### [Instructions for the task]
Wherever a picture appears in the data below, omit it, and restate everything else word for word.
▼▼▼
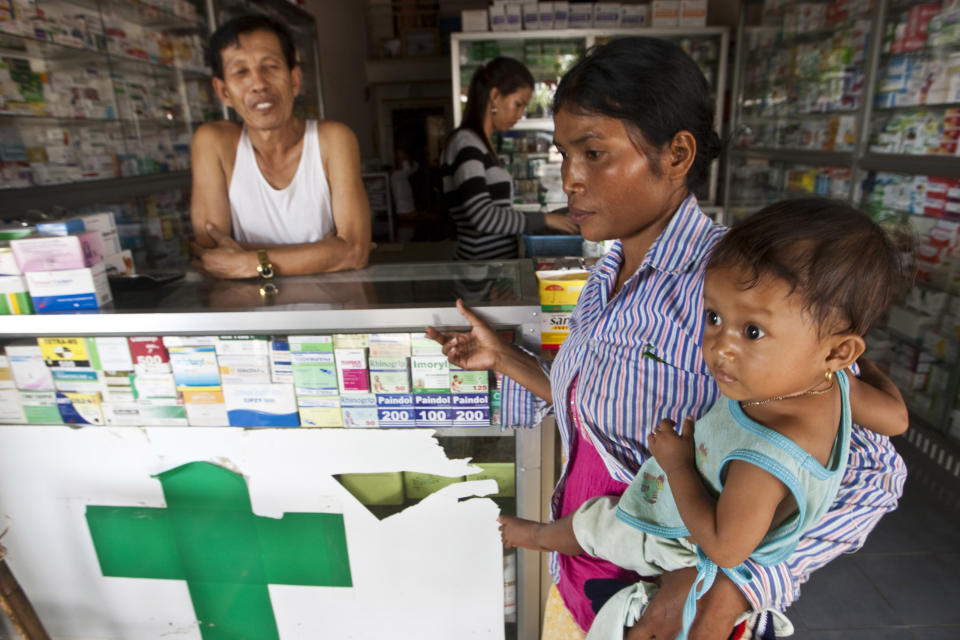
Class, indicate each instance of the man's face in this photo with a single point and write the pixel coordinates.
(257, 82)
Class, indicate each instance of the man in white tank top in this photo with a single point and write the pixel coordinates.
(276, 191)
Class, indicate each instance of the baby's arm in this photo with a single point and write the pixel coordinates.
(730, 527)
(876, 402)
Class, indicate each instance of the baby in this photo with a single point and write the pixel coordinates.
(789, 294)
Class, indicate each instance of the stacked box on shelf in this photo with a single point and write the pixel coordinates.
(390, 379)
(430, 372)
(314, 375)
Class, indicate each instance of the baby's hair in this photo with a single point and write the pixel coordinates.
(834, 256)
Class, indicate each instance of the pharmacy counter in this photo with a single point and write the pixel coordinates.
(146, 530)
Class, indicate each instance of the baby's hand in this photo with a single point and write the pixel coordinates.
(672, 450)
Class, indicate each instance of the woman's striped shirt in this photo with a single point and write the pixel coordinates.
(637, 358)
(478, 192)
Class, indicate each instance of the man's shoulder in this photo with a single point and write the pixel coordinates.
(220, 133)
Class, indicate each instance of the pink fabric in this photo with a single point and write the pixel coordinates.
(587, 478)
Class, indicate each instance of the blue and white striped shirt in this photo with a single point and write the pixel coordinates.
(637, 358)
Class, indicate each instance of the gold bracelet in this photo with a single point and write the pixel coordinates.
(265, 268)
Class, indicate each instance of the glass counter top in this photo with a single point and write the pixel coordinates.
(410, 285)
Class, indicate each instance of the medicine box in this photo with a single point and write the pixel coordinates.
(69, 290)
(433, 410)
(581, 15)
(40, 407)
(396, 410)
(56, 253)
(431, 374)
(352, 372)
(664, 13)
(390, 345)
(314, 373)
(320, 411)
(474, 20)
(389, 375)
(29, 371)
(261, 405)
(693, 13)
(634, 16)
(606, 15)
(359, 410)
(14, 298)
(149, 354)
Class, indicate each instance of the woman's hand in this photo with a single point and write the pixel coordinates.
(717, 610)
(561, 222)
(476, 350)
(672, 451)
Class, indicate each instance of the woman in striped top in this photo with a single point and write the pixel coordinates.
(634, 123)
(477, 191)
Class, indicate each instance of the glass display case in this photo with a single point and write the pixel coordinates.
(857, 100)
(94, 90)
(527, 151)
(191, 337)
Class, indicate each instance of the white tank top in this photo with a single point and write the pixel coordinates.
(300, 212)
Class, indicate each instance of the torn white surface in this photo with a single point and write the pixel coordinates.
(433, 570)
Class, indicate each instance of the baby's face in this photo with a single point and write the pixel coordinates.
(759, 343)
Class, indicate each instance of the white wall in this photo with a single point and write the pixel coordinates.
(341, 40)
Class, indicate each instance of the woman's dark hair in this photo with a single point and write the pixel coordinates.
(843, 265)
(506, 75)
(228, 35)
(654, 88)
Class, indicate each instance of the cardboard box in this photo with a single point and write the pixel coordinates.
(389, 345)
(352, 373)
(320, 411)
(606, 15)
(472, 20)
(195, 366)
(581, 15)
(149, 354)
(561, 14)
(389, 375)
(28, 368)
(14, 298)
(314, 374)
(471, 409)
(546, 19)
(396, 410)
(359, 411)
(693, 13)
(205, 406)
(69, 290)
(664, 13)
(40, 407)
(56, 253)
(431, 374)
(531, 16)
(433, 410)
(634, 16)
(259, 405)
(80, 408)
(8, 262)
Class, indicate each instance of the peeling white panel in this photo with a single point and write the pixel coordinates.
(433, 571)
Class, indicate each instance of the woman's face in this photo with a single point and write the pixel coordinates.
(611, 186)
(510, 108)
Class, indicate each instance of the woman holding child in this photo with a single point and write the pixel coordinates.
(634, 124)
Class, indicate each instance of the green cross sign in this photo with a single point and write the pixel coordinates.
(209, 536)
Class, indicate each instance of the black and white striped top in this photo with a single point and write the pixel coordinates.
(478, 193)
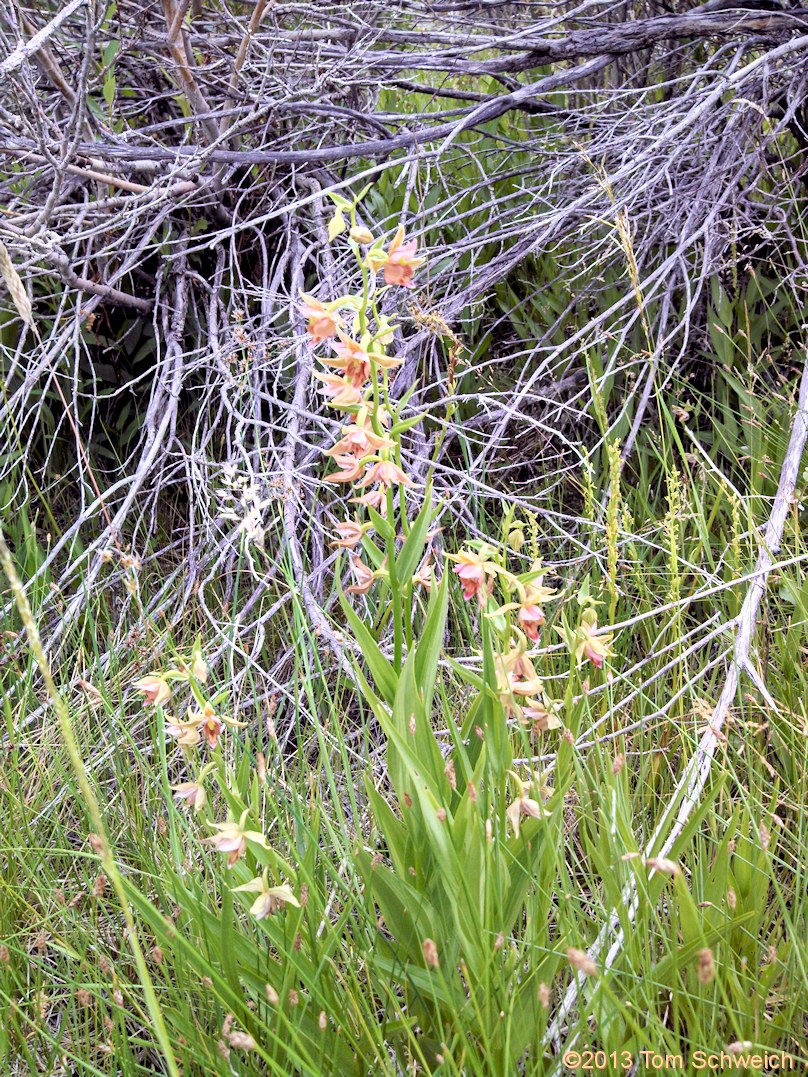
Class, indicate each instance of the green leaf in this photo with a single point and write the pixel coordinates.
(381, 671)
(412, 551)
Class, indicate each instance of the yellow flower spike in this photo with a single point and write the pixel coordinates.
(232, 838)
(269, 899)
(199, 667)
(192, 793)
(588, 643)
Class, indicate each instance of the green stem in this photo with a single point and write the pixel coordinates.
(398, 643)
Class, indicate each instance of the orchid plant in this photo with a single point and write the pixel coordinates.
(454, 856)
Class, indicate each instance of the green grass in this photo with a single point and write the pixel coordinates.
(348, 993)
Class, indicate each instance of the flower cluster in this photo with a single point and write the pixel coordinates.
(357, 379)
(203, 722)
(481, 569)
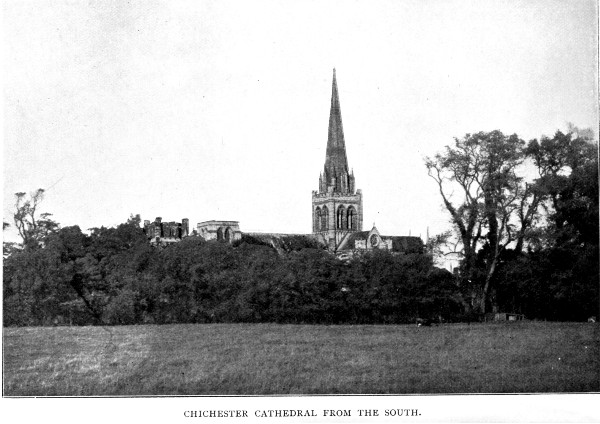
▲▲▲
### [Solution to the exercise]
Class, indicate each instance of the man's face in this photo with a single point and write the pixel coordinates.
(257, 82)
Class, indicate each instance of the man in white tank top in this photo with a single point and write the pixel coordinates.
(276, 191)
Class, indicate each instance of the baby's arm in this photo with a single point and write the pixel coordinates.
(730, 527)
(876, 402)
Class, indicate each instance of the baby in this photo with a single point and write the pixel coordinates.
(789, 294)
Class, indicate each instance of the stacked box on shelf in this photo with a single point and write the pixel coordinates.
(390, 379)
(430, 372)
(314, 375)
Class, indicate each instance of the baby's hair in this photo with a single point and write the pixel coordinates.
(834, 256)
Class, indicate each instance of the pharmacy counter in this photo with a single point and write the pixel coordinates.
(146, 530)
Class, indicate each instance of the baby's hand in this photo with a single point and write the pixel coordinates.
(672, 450)
Class, indicate each instance of the woman's striped shirt in this photo with a single point and write the pixel coordinates.
(637, 358)
(478, 192)
Class, indicate each instance of the man's shoulder in this photo with a single point and write the pixel coordinates.
(220, 133)
Class, indicate each instance of the pink fabric in this photo with a single point and write the pixel coordinates.
(587, 478)
Class, indicate each instance of the blue and white striped shirt in this photo with a single point and write the pixel coordinates.
(637, 358)
Class, indicate each instance of the gold bracelet in this photo with a single point and write the pixel coordinates.
(265, 268)
Class, indicate each instance of the glass counter top in this photo with a single point and write the pixel coordinates.
(410, 285)
Class, indicate each instance of the medicine box in this photo with a single point and write the pixel coordinates.
(69, 290)
(433, 410)
(581, 15)
(40, 407)
(396, 410)
(56, 253)
(431, 374)
(352, 372)
(664, 13)
(390, 345)
(314, 373)
(320, 411)
(474, 20)
(389, 375)
(29, 371)
(261, 405)
(693, 13)
(634, 16)
(606, 15)
(359, 410)
(14, 298)
(149, 354)
Class, indicate each instance of the woman's hand in this photo with a single point and write the pixel coordinates.
(717, 610)
(561, 222)
(476, 350)
(672, 451)
Class, indicate each instance of the woman in striped top in this photo with a single point and write the pixel coordinates.
(634, 123)
(477, 191)
Class, indicate each instance of the glass display case in this photo with a single point and write the pixel coordinates.
(857, 100)
(94, 90)
(527, 151)
(191, 337)
Class, indicate each instance of the white tank top in this photo with a single point and write the pixel coordinates.
(300, 212)
Class, indicate each instance of the torn white surface in this photo with a single point and write the pixel coordinates.
(433, 570)
Class, indicate each instance of the baby's face in this photo with a single point and write the pixel coordinates.
(759, 343)
Class, indicate each instance of the white wall in this photo with a single point and write the pixel coordinates.
(341, 40)
Class, indicate each instance of the woman's dark hair in this photo with a single point and write the pixel coordinates.
(843, 265)
(506, 75)
(228, 35)
(654, 88)
Class, indicate each instance of the cardboard box in this photo with a single point and write the pixel coordinates.
(389, 345)
(352, 373)
(320, 411)
(606, 15)
(472, 20)
(195, 366)
(581, 15)
(149, 354)
(561, 14)
(389, 375)
(28, 368)
(14, 298)
(314, 374)
(471, 409)
(546, 19)
(396, 410)
(359, 411)
(693, 13)
(205, 406)
(69, 290)
(664, 13)
(40, 407)
(56, 253)
(431, 374)
(531, 16)
(433, 410)
(634, 16)
(259, 405)
(80, 408)
(8, 262)
Class, indicate each instance of the peeling white panel in this photo with a single point and write the pixel coordinates.
(433, 571)
Class, indicate each instance of the woman's face in this photo with a single point and write the pixel coordinates.
(611, 186)
(510, 108)
Class, indicate each instance of the woman holding child in this photo with a single point and write the pixel coordinates.
(634, 124)
Class, indicate each instance of the green cross sign in this photo with a single point and write the pixel coordinates.
(209, 536)
Class, indicate each instance of the black and white striped top in this photo with a single point and write the pixel coordinates.
(478, 193)
Class, indicate each instance of the green leaf in this photo with a single point and write the pixel coordinates.
(381, 671)
(412, 551)
Class, indicate each instance of the yellow flower spike in this photo with a single point and write the pixel coordinates.
(232, 838)
(269, 899)
(199, 667)
(192, 793)
(588, 643)
Class, indicate each instance of the green stem in this photo with a single point and write the pixel coordinates.
(398, 643)
Class, indicate each instance of the orchid plant in this photo with a single point and write the pixel coordinates.
(454, 856)
Class, indicate each instance of the green grass in this photo with a single point and write the pixel coordinates.
(348, 993)
Class, indicate each instance of the flower cluster in this photo with a single point and write the pixel coordinates.
(357, 379)
(203, 722)
(481, 569)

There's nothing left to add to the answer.